* PROBLEM STATEMENT
Find every line in the items below that contains the word "jacket" and copy each one. Case counts, so match only that exact capitalization.

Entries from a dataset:
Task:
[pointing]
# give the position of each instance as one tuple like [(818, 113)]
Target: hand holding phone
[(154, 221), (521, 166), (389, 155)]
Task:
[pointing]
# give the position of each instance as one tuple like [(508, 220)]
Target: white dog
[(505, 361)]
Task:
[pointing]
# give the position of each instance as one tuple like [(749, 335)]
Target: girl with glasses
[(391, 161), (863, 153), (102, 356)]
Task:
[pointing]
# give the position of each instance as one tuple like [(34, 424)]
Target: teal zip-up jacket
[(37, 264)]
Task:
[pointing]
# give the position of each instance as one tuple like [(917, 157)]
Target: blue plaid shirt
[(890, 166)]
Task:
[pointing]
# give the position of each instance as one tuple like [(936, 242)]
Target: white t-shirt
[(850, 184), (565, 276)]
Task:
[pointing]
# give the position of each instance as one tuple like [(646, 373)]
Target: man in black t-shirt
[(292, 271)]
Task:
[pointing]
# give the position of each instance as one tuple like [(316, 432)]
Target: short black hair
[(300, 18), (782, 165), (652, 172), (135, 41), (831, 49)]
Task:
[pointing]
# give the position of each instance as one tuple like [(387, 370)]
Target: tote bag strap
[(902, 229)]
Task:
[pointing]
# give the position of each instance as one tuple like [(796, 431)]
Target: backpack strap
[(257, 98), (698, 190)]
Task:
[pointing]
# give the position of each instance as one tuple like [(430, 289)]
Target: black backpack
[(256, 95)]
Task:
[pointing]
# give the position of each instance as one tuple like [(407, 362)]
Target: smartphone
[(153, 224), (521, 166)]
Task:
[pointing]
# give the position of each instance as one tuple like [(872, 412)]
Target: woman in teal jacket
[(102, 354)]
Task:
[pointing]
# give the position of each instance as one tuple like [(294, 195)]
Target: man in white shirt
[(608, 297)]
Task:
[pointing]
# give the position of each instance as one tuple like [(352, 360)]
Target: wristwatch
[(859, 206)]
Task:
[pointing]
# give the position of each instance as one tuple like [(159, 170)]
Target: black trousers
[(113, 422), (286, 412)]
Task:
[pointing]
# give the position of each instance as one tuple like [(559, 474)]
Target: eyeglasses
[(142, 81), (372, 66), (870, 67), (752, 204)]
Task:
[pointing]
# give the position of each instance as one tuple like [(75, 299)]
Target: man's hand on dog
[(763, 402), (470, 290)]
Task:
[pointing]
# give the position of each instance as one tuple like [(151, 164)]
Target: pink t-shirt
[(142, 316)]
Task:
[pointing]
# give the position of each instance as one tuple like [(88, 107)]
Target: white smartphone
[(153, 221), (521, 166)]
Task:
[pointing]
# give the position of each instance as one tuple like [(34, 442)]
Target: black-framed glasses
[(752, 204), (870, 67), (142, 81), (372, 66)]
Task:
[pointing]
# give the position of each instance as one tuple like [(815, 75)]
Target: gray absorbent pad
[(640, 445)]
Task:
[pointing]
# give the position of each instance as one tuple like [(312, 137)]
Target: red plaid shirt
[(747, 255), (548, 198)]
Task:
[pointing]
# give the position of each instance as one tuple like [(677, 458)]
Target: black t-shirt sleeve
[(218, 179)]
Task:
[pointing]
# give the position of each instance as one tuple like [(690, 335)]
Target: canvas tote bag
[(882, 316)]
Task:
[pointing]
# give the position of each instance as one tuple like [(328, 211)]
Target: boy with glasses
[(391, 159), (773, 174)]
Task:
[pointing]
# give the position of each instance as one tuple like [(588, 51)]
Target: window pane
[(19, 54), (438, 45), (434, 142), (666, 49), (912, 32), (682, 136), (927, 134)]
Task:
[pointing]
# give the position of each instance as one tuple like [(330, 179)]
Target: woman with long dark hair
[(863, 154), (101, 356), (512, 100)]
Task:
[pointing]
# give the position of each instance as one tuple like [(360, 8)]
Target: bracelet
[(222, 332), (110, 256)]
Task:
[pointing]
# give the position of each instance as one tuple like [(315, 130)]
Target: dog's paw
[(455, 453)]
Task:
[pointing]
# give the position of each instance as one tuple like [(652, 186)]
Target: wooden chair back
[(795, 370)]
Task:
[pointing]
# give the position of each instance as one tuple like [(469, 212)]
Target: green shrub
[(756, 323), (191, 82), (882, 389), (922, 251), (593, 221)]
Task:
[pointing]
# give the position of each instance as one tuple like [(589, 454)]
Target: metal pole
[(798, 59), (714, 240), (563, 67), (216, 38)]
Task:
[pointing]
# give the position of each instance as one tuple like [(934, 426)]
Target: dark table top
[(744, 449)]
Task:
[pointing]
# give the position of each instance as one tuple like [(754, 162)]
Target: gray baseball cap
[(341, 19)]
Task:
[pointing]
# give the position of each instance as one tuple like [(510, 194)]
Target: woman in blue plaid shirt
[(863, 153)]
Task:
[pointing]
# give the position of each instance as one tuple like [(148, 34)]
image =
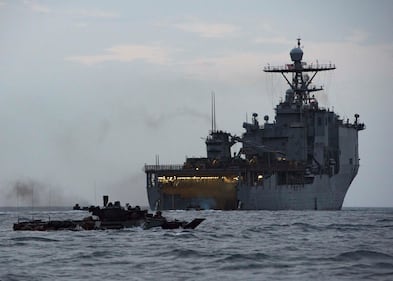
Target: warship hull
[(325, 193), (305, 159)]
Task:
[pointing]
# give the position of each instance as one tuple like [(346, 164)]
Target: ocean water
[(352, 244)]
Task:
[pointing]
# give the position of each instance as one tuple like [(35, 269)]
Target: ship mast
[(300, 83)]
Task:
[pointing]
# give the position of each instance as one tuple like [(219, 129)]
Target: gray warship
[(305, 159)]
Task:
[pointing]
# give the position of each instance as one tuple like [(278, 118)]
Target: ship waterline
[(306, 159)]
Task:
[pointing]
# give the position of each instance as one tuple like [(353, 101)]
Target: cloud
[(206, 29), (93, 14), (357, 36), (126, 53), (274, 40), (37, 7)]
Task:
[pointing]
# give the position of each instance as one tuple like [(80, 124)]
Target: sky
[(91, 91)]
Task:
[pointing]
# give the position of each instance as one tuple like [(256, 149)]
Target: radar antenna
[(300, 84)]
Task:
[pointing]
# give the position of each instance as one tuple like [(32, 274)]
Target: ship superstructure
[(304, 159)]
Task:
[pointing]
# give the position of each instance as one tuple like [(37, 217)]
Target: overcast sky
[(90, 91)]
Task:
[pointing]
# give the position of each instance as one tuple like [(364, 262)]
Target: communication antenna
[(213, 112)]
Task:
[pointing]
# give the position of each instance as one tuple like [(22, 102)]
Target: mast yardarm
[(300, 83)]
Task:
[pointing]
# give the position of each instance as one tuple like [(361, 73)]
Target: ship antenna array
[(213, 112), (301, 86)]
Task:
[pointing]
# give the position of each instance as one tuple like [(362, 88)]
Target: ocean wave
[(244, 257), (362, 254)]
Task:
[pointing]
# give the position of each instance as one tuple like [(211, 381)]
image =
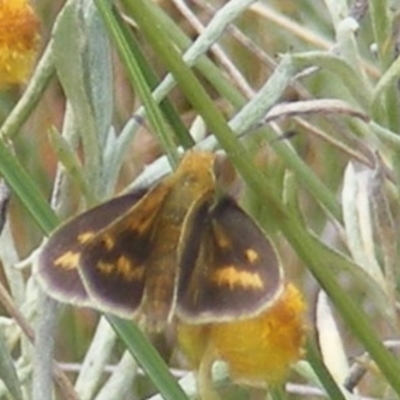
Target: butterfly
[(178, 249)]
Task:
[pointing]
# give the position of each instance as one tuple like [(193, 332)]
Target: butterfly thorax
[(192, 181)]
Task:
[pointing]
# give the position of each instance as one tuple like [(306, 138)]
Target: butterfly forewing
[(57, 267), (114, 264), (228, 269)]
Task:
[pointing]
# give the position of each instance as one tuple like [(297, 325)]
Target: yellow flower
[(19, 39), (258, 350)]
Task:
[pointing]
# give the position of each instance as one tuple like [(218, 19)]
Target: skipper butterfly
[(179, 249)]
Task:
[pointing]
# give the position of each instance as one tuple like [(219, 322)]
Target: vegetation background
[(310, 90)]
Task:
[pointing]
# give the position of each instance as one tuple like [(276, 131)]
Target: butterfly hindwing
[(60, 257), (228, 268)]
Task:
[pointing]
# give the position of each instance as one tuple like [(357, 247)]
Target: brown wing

* EXPECTED ANSWER
Target: teal zip-up jacket
Target: woman in teal jacket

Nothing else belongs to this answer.